What is needed = Copy out every one of the entries below word for word, changing nothing.

Records:
■ ■ ■
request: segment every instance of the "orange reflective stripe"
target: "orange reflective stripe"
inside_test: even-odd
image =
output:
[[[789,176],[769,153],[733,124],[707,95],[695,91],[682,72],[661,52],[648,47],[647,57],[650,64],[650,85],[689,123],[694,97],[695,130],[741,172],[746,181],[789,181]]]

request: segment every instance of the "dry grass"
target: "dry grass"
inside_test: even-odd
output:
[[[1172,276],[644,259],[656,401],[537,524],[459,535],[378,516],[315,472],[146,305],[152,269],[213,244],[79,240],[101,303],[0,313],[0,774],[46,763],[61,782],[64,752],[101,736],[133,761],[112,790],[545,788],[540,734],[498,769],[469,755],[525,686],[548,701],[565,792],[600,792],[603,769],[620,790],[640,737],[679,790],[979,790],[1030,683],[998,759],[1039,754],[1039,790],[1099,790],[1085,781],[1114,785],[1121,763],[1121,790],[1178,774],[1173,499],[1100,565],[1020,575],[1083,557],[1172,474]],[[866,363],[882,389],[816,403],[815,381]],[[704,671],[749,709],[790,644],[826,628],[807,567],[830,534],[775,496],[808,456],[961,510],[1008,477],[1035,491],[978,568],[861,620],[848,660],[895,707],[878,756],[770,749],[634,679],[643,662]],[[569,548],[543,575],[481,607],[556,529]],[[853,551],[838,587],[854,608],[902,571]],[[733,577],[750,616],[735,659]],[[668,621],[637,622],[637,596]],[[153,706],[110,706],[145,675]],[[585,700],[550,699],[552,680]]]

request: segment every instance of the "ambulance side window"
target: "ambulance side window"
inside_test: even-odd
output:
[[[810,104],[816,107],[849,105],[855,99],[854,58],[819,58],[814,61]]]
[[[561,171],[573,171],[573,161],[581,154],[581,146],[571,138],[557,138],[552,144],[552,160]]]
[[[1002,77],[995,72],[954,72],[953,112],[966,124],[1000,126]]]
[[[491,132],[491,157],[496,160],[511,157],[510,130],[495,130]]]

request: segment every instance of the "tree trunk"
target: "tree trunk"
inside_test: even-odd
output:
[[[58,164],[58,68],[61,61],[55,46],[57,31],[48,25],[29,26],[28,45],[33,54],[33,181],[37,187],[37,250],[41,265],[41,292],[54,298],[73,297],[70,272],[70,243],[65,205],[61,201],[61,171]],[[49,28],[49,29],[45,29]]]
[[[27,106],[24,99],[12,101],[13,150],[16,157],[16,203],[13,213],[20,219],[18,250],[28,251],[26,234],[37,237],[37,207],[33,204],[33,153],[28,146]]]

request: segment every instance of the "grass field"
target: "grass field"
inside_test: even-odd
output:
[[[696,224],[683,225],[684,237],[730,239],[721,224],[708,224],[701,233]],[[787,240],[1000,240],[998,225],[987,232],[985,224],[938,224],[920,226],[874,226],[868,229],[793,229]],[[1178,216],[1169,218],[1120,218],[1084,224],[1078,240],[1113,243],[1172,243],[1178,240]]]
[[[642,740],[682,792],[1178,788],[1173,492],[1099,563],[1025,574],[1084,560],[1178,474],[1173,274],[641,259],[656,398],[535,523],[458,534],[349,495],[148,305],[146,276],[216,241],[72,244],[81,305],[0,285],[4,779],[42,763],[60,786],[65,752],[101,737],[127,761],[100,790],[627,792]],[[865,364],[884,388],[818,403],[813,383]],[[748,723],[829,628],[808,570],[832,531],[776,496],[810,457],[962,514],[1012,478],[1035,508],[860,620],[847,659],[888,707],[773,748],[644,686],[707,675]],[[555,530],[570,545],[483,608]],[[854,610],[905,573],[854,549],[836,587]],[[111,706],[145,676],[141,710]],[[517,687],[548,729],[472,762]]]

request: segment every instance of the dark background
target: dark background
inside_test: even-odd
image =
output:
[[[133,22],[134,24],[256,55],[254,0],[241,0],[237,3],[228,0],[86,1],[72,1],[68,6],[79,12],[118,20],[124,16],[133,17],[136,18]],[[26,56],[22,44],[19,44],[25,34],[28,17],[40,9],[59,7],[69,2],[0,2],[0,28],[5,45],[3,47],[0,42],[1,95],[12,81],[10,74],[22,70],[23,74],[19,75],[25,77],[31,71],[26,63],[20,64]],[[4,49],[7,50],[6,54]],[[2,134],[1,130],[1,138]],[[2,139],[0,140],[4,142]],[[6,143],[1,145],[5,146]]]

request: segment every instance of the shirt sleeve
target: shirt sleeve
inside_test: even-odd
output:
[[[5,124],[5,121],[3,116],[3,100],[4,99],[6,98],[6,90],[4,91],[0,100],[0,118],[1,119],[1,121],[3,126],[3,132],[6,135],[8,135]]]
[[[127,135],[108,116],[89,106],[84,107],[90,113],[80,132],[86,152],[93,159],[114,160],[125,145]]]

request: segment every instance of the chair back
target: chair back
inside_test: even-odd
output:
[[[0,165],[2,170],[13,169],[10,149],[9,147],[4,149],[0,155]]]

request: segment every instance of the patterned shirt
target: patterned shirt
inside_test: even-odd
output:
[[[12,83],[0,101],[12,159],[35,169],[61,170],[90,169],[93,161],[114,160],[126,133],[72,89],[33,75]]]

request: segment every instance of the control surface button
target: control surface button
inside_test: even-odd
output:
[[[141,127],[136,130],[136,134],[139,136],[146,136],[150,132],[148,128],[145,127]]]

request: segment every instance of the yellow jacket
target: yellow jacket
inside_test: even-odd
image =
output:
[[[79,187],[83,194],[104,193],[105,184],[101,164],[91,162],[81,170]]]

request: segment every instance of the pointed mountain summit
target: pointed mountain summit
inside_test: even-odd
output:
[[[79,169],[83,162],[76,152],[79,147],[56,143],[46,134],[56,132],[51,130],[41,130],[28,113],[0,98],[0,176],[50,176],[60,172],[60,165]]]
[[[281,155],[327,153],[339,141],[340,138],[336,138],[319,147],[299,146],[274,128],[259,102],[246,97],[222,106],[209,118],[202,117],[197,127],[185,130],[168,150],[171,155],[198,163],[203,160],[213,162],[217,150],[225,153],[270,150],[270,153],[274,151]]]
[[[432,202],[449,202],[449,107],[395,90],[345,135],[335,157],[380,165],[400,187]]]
■ ■ ■
Written solution =
request: segment every instance of the "orange reflective stripe"
target: "orange reflective stripe"
inside_test: even-odd
image =
output:
[[[789,176],[769,153],[733,124],[707,95],[695,91],[682,72],[661,52],[648,47],[647,57],[650,64],[650,85],[689,123],[694,97],[695,130],[741,172],[746,181],[789,181]]]

request: segment every instance of the "dry grass"
target: "dry grass"
inside_test: even-odd
output:
[[[1172,276],[644,259],[656,401],[537,524],[459,535],[378,516],[315,472],[146,305],[152,269],[213,244],[79,240],[101,303],[0,313],[0,774],[46,763],[61,782],[64,752],[101,736],[133,761],[112,790],[545,788],[540,734],[498,769],[469,755],[525,686],[548,701],[565,792],[600,792],[603,769],[620,790],[640,737],[679,790],[979,790],[1030,683],[998,759],[1039,754],[1039,790],[1099,790],[1085,781],[1114,785],[1121,763],[1121,790],[1178,774],[1173,499],[1100,565],[1020,575],[1083,557],[1172,474]],[[866,363],[882,389],[816,403],[815,381]],[[704,671],[749,709],[790,644],[826,628],[807,567],[830,534],[775,496],[808,456],[961,510],[1008,477],[1035,491],[978,568],[861,620],[848,660],[895,707],[878,756],[770,749],[634,679],[643,662]],[[569,548],[543,575],[481,607],[556,529]],[[853,551],[838,587],[854,608],[902,571]],[[733,577],[750,616],[735,659]],[[668,621],[637,622],[637,596]],[[153,706],[110,706],[145,675]],[[585,700],[550,699],[552,680]]]

request: segment every instance of the "ambulance side window"
target: "ambulance side window"
inside_test: even-odd
output:
[[[810,104],[816,107],[849,105],[855,99],[854,58],[819,58],[814,61]]]
[[[561,171],[573,171],[573,161],[581,154],[581,146],[571,138],[557,138],[552,144],[552,160]]]
[[[1002,77],[995,72],[954,72],[953,112],[966,124],[1000,126]]]
[[[491,132],[491,157],[496,160],[511,157],[510,130],[495,130]]]

request: segment every instance of the "tree trunk"
target: "tree trunk"
inside_test: even-odd
output:
[[[58,164],[58,68],[61,61],[55,46],[57,31],[48,25],[29,26],[28,45],[33,54],[33,181],[37,187],[37,250],[41,265],[41,292],[54,298],[73,297],[70,272],[70,243],[65,205],[61,201],[61,171]],[[49,28],[49,29],[45,29]]]
[[[27,106],[24,99],[12,101],[13,150],[16,157],[16,203],[13,213],[20,219],[18,250],[28,251],[26,234],[37,237],[37,207],[33,204],[33,153],[28,146]]]

request: segment every instance of the "grass field"
target: "grass field"
inside_test: even-odd
output:
[[[696,224],[683,225],[684,237],[730,239],[721,224],[708,224],[701,233]],[[787,240],[1000,240],[998,225],[987,232],[985,224],[938,224],[920,226],[874,226],[868,229],[793,229]],[[1178,216],[1169,218],[1120,218],[1084,224],[1078,240],[1113,243],[1172,243],[1178,240]]]
[[[642,740],[682,792],[1178,788],[1173,492],[1099,563],[1025,574],[1084,560],[1178,474],[1173,274],[641,259],[656,398],[535,523],[458,534],[349,495],[148,305],[146,276],[216,241],[72,244],[81,305],[0,285],[4,779],[42,763],[60,786],[65,752],[101,737],[127,761],[100,790],[627,792]],[[865,364],[884,388],[818,403],[813,383]],[[748,723],[829,628],[808,570],[832,531],[776,496],[810,457],[962,514],[1012,478],[1035,508],[860,620],[847,659],[888,707],[773,748],[644,686],[707,675]],[[555,530],[570,545],[483,608]],[[854,610],[905,573],[854,549],[836,587]],[[111,706],[145,676],[141,710]],[[517,687],[548,729],[472,762]]]

request: segment every instance of the dark background
target: dark background
inside_test: even-odd
image =
output:
[[[133,22],[134,24],[256,55],[254,0],[241,0],[237,3],[228,0],[86,1],[72,1],[68,6],[79,12],[118,20],[124,16],[133,17],[136,18]],[[26,56],[22,44],[19,44],[25,34],[28,17],[40,9],[59,7],[69,2],[0,2],[0,28],[5,45],[3,47],[0,42],[1,95],[12,81],[10,74],[22,70],[23,74],[19,75],[25,77],[31,71],[26,63],[20,64]],[[4,49],[7,50],[6,54]],[[2,134],[1,130],[1,138]],[[2,139],[0,140],[4,142]],[[6,143],[1,145],[5,146]]]

request: segment every instance of the shirt sleeve
target: shirt sleeve
inside_test: even-odd
output:
[[[5,124],[5,121],[3,116],[3,100],[4,99],[6,98],[6,90],[4,91],[0,100],[0,118],[1,119],[1,121],[3,126],[3,132],[6,135],[8,135]]]
[[[127,135],[108,116],[89,106],[84,107],[90,113],[80,132],[86,152],[93,159],[114,160],[125,145]]]

request: segment every instance of the chair back
target: chair back
inside_test: even-odd
output:
[[[0,165],[2,170],[13,169],[10,149],[9,147],[4,149],[0,155]]]

request: segment every instance of the patterned shirt
target: patterned shirt
inside_test: even-odd
output:
[[[12,83],[0,101],[12,159],[35,169],[61,170],[90,169],[93,161],[114,160],[126,133],[72,89],[33,75]]]

request: segment every instance of the control surface button
target: control surface button
inside_test: even-odd
output:
[[[141,127],[136,130],[136,134],[139,136],[146,136],[150,132],[148,128],[145,127]]]

request: segment every instance of the yellow jacket
target: yellow jacket
inside_test: even-odd
image =
output:
[[[79,187],[83,194],[104,193],[105,184],[101,164],[91,162],[81,170]]]

request: segment every instance of the pointed mountain summit
target: pointed mountain summit
inside_test: even-odd
output:
[[[79,169],[83,162],[76,152],[79,147],[56,143],[46,134],[56,132],[51,130],[41,130],[28,113],[0,98],[0,176],[50,176],[60,172],[60,165]]]
[[[281,155],[327,153],[339,141],[340,138],[336,138],[319,147],[299,146],[274,128],[259,102],[246,97],[222,106],[209,118],[202,117],[197,127],[185,130],[168,150],[171,155],[198,163],[203,160],[213,162],[217,150],[225,153],[270,150],[270,153],[274,151]]]
[[[432,202],[449,202],[449,107],[395,90],[345,135],[335,157],[380,165],[400,187]]]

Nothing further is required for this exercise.